■ GIVEN TASK ■
Reproduce every one of the rows below verbatim, omitting the pictures from your reply.

Source data

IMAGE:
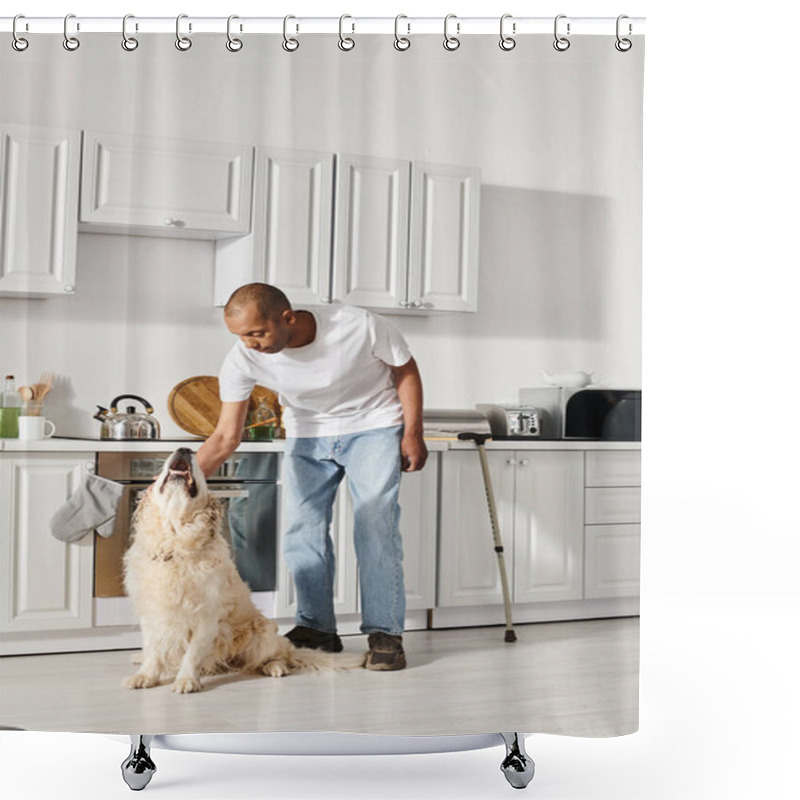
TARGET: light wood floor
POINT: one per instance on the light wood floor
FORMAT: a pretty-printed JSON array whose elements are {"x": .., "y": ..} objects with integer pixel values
[{"x": 571, "y": 678}]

■ TASK RESPONSE ■
IMAGE:
TARGET: light wood floor
POINT: one per instance on the light wood floor
FORMAT: a pretty-printed JSON array whose elements are {"x": .., "y": ..} objects with integer pixel values
[{"x": 571, "y": 678}]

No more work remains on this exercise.